▶ WHAT TO PRODUCE: Please rewrite the stretch from "If you were" through "hard to explain?" in the time-travel question, putting "dialect" wherever "accent" appears.

Sticking Out Like a Sore Thumb

This is kind of a fanciful question I guess, and I’m not sure exactly how to phrase it without any really specific parameters, so please bear with me.

If you were somehow magically, instantaneously (and inexplicably) transported back in time, how far back would you have to go to be considered (by those in your midst) either as slightly odd, or kinda’ strange, or really weird, or downright scary?

If you could very soon dress like they do and generally try to “be like them”, would you still stand out in a crowd, if not culturally than at least physically?

For comparison, you’d have to be in your home area (or if you’ve gone back really far, before your present home area existed) then perhaps to one of the areas you consider to be your culture or ancestral homeland.)

Would they notice your “strange accent” and your mannerisms? Would they notice that you “smell different” or are “too clean” or “too dirty”? Or would there be just some “undefinable something” about you that would be hard to explain?

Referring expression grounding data
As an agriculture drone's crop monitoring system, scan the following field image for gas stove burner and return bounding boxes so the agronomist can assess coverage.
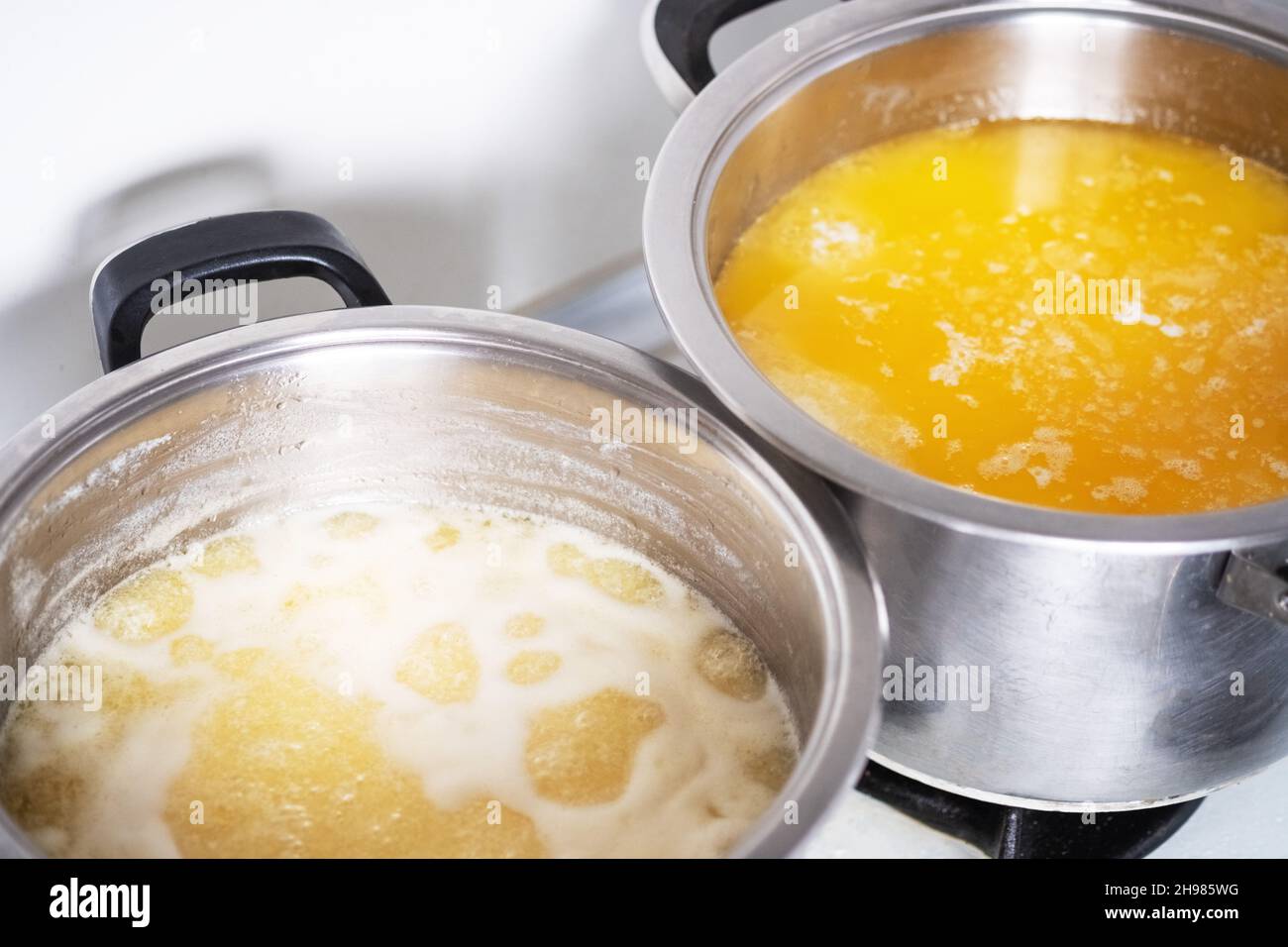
[858,763,1203,858]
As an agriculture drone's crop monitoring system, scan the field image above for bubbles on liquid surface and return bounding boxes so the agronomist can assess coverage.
[546,543,665,605]
[525,688,666,805]
[396,622,481,703]
[94,569,193,642]
[697,627,769,701]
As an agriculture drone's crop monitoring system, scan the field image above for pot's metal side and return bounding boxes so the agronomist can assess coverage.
[850,498,1288,810]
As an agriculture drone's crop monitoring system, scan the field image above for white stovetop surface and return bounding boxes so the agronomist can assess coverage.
[0,0,1288,857]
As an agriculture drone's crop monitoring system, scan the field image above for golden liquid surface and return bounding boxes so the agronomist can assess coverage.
[716,121,1288,513]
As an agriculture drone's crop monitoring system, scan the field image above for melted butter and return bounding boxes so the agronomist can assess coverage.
[716,121,1288,513]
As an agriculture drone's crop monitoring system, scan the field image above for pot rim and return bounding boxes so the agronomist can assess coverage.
[644,0,1288,556]
[0,305,886,857]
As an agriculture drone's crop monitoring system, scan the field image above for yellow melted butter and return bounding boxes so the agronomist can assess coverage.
[716,121,1288,513]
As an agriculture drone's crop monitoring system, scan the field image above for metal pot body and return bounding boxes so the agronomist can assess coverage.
[644,0,1288,809]
[0,218,884,856]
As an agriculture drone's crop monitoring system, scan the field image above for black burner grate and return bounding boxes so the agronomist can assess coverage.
[859,763,1203,858]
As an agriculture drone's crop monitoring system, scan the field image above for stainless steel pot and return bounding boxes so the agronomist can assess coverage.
[644,0,1288,810]
[0,213,884,856]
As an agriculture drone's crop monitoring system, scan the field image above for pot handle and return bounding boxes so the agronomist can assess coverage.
[90,210,390,371]
[1216,543,1288,626]
[640,0,844,113]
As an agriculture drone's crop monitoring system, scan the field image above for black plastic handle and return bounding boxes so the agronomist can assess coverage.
[653,0,774,95]
[90,210,389,371]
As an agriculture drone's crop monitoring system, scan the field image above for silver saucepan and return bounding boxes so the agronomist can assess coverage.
[643,0,1288,810]
[0,211,885,856]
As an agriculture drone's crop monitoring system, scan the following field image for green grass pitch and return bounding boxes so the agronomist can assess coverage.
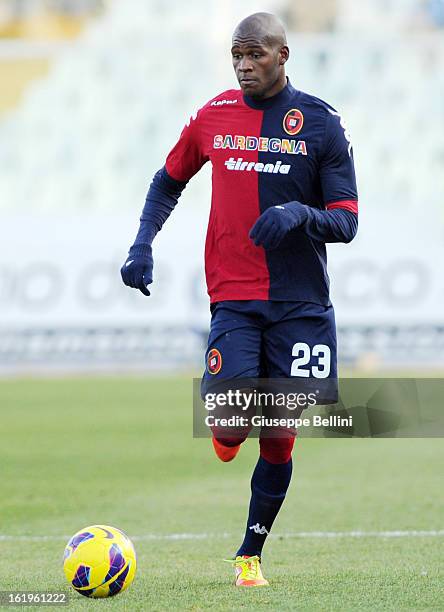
[0,378,444,611]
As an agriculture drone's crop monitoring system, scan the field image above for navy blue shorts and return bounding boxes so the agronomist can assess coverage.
[201,300,337,396]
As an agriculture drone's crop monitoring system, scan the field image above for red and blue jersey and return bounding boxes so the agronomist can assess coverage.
[165,82,358,305]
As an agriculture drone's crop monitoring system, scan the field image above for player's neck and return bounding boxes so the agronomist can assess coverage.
[243,77,295,110]
[257,73,288,100]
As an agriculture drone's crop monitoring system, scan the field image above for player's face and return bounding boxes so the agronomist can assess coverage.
[231,36,283,98]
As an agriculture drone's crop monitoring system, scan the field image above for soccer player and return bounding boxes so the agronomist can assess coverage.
[121,13,358,586]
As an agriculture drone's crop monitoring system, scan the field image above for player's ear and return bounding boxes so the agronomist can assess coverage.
[279,45,290,66]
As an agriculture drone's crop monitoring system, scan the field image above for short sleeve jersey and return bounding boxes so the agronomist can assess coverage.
[166,82,358,305]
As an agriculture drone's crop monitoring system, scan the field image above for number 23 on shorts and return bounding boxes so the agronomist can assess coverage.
[291,342,331,378]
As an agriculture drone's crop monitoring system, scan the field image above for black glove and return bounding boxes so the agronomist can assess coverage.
[250,202,308,249]
[120,244,153,295]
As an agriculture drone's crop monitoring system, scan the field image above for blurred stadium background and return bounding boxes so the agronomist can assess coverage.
[0,0,444,374]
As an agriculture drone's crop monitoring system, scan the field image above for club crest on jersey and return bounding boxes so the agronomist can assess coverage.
[207,349,222,374]
[283,108,304,136]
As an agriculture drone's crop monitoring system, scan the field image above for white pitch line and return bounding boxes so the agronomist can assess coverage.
[0,529,444,542]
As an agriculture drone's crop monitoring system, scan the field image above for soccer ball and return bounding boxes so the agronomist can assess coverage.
[63,525,136,597]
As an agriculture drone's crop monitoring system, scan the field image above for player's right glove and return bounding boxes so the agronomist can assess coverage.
[120,244,153,295]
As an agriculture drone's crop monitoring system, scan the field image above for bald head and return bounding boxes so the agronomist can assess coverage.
[233,13,287,47]
[231,13,290,98]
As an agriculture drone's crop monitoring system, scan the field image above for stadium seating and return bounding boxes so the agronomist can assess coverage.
[0,0,444,218]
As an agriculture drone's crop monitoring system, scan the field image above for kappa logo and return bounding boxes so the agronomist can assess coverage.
[207,349,222,375]
[210,100,237,106]
[249,523,268,535]
[225,157,291,174]
[283,108,304,136]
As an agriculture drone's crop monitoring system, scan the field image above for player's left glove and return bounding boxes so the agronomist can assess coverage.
[120,244,153,295]
[250,202,308,249]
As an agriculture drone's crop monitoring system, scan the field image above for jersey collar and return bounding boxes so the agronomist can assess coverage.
[243,77,296,110]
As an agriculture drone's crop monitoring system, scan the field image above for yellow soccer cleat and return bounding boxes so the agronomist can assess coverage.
[227,555,268,587]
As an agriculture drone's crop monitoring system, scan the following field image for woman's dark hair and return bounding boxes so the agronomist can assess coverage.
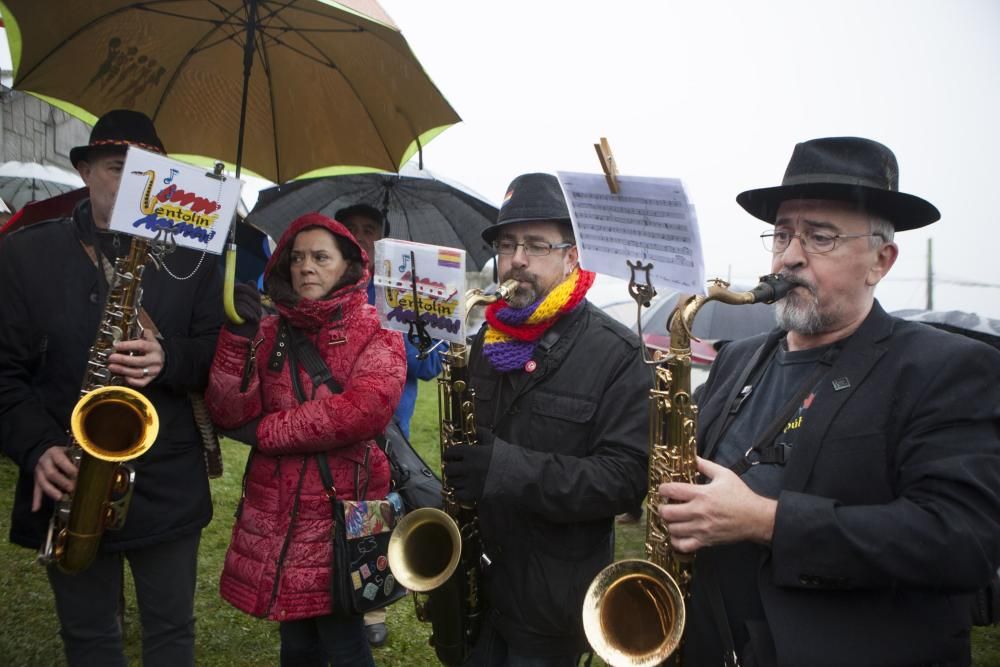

▶ WORKED SOLUTION:
If you were somehow magically, instantaneously (and inexplicably) transported back in time, how far back would you have to go to be considered (by those in your midst) either as slightly odd, or kinda’ strange, or really weird, or downright scary?

If you could very soon dress like they do and generally try to “be like them”, would you still stand out in a crowd, if not culturally than at least physically?

For comparison, you’d have to be in your home area (or if you’ve gone back really far, before your present home area existed) then perhaps to one of the areas you consider to be your culture or ancestral homeland.)

Would they notice your “strange dialect” and your mannerisms? Would they notice that you “smell different” or are “too clean” or “too dirty”? Or would there be just some “undefinable something” about you that would be hard to explain?